──────── Data section ────────

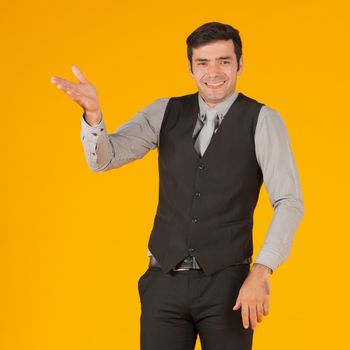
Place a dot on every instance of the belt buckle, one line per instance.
(184, 269)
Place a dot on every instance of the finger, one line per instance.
(266, 307)
(252, 315)
(77, 72)
(259, 313)
(245, 315)
(57, 80)
(75, 97)
(68, 87)
(238, 304)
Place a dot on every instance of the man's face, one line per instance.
(214, 69)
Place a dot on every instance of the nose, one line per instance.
(213, 69)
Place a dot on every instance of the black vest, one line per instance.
(206, 204)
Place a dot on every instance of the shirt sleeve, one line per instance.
(281, 179)
(129, 142)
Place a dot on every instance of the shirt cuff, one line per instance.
(95, 130)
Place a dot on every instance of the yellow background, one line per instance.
(74, 242)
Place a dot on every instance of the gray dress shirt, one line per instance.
(139, 135)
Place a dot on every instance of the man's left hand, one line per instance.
(254, 295)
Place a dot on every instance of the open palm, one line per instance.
(83, 92)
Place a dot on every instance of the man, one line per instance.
(216, 147)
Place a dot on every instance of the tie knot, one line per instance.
(211, 114)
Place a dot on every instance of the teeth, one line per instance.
(215, 84)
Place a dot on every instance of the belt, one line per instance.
(190, 263)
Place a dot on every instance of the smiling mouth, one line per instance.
(215, 85)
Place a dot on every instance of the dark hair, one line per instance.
(210, 32)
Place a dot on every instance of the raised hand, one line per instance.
(83, 93)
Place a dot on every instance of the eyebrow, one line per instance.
(219, 58)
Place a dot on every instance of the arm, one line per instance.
(274, 155)
(129, 142)
(281, 179)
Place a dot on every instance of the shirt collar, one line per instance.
(221, 107)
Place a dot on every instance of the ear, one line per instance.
(189, 68)
(239, 72)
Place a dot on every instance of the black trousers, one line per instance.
(178, 306)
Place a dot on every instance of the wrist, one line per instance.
(261, 269)
(93, 118)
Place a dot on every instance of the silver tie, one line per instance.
(206, 132)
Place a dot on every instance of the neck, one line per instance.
(213, 104)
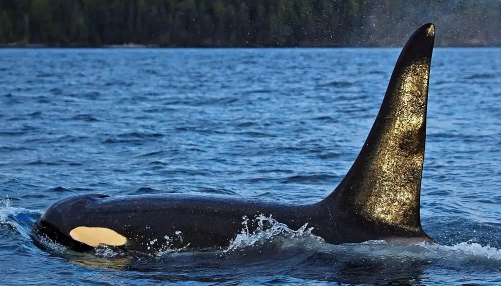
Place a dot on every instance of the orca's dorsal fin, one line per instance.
(383, 186)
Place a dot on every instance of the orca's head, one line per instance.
(63, 217)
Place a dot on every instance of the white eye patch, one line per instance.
(93, 236)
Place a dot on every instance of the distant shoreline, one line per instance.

────────

What is expected:
Write the entries above out again exactly, but not the pictures.

Full output:
Place a dot on every instance of the belt buckle, one line per instance.
(184, 269)
Place a dot on every instance of the finger, one line per instance.
(266, 307)
(252, 315)
(77, 72)
(259, 313)
(245, 315)
(57, 80)
(75, 97)
(68, 87)
(238, 304)
Place a dot on every instance of the man's face, one line per instance.
(214, 69)
Place a dot on every instance of the nose, one line per instance.
(213, 69)
Place a dot on every instance of the black vest, one line per instance.
(206, 204)
Place a dot on every instance of the shirt sleeve, one line per instance.
(281, 179)
(129, 142)
Place a dot on every instance of the shirt cuff, one line per instance.
(95, 130)
Place a dot on every instance of the yellow background, one line per instance.
(74, 242)
Place a dot on every instance of the gray dress shirt, one line per instance.
(139, 135)
Place a dot on every instance of the man's left hand, one line per instance.
(254, 295)
Place a dot on every instance of the open palm, one line per instance.
(83, 92)
Place a dot on every instance of the man, one line per instance.
(216, 147)
Place a dot on every instance of the tie knot, one line per instance.
(211, 114)
Place a dot on every instance of the teeth, one line per instance.
(215, 84)
Place a dot on every instance of the belt, one line per instance.
(190, 263)
Place a dot on every instance of the smiling mouth, one line per instance.
(215, 85)
Place a dot on every instance of the dark hair, one line per instance.
(210, 32)
Place a dot on every instance of the raised hand, one line per instance.
(83, 93)
Place a dot on every instance of the eyebrow, one line per instance.
(219, 58)
Place a dot on every instance of the arm, one line per instance.
(274, 155)
(129, 142)
(281, 179)
Place a dot on every instance of the shirt collar, one line per instance.
(221, 107)
Place a dot on every instance of the ear, one line per instance.
(189, 68)
(239, 72)
Place a dot on every instance of the black trousers, one line per instance.
(178, 306)
Place a dot on every instance of the wrist, one line per instance.
(261, 269)
(93, 118)
Place a dot on every instance of the silver tie, one line per instance.
(206, 132)
Place a dot on every instance of the neck, one line per instance.
(213, 104)
Place a dot on every instance of the orca's dorsal fin, one line per instance.
(383, 186)
Place a dot on every instance of the orca's head, one line per instance.
(63, 217)
Place a dot on every instance of the white eye patch, one line per instance.
(93, 236)
Place a dot on every instance of the distant shoreline, one line per instance.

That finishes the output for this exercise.